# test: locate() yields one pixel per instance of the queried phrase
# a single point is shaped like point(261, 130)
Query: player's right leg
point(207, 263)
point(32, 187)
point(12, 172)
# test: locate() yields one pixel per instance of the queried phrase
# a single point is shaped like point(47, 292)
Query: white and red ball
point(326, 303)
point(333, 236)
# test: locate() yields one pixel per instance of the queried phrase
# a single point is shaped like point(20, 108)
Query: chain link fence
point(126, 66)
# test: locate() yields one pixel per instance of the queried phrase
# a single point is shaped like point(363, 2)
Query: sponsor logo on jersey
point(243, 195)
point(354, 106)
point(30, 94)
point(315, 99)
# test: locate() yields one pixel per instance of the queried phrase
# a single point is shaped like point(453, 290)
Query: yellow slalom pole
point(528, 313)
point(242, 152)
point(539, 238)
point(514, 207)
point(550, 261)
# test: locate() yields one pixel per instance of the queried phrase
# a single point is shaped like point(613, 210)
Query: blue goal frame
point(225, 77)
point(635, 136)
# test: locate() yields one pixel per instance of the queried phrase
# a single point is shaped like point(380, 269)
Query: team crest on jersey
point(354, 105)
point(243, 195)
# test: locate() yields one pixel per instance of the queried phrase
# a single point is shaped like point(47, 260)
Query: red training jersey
* * *
## The task
Return every line of the entries above that contains the string "like", treating uppercase and lowercase as different.

## Task output
# a single point is shaped like point(261, 130)
# a single point is shaped like point(47, 292)
# a single point is shaped like point(20, 108)
# a single point is shaped like point(363, 2)
# a single point is shaped like point(453, 290)
# a single point is shaped like point(613, 210)
# a single point is shaped like point(380, 269)
# a single point is shaped like point(47, 260)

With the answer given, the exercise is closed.